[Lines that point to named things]
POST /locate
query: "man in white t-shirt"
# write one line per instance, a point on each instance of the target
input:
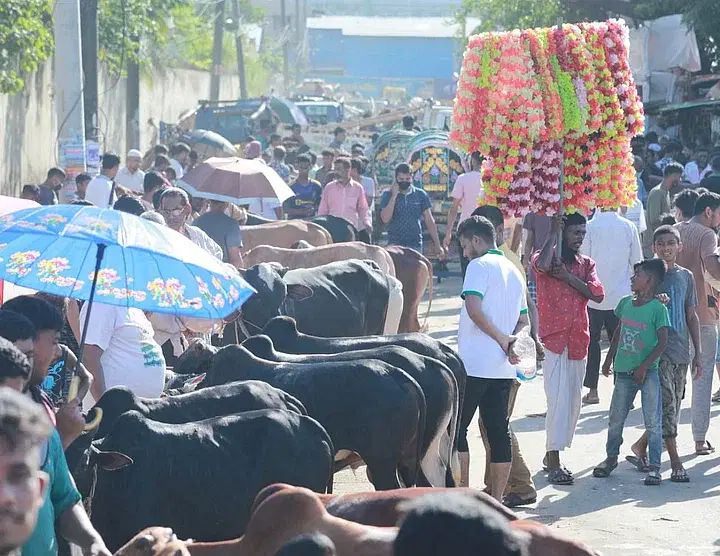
(131, 176)
(100, 191)
(120, 351)
(494, 312)
(466, 195)
(178, 155)
(356, 170)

Work instructions - Switch "white" to "blue" and write out all the lines again with everything else left the same. Leave the pictures out of your answer.

Correct response -
POST /locate
query: "man in blue t-shirt"
# write one line per instance, a point on each instance of the target
input:
(131, 176)
(100, 191)
(120, 351)
(494, 312)
(466, 195)
(178, 155)
(356, 170)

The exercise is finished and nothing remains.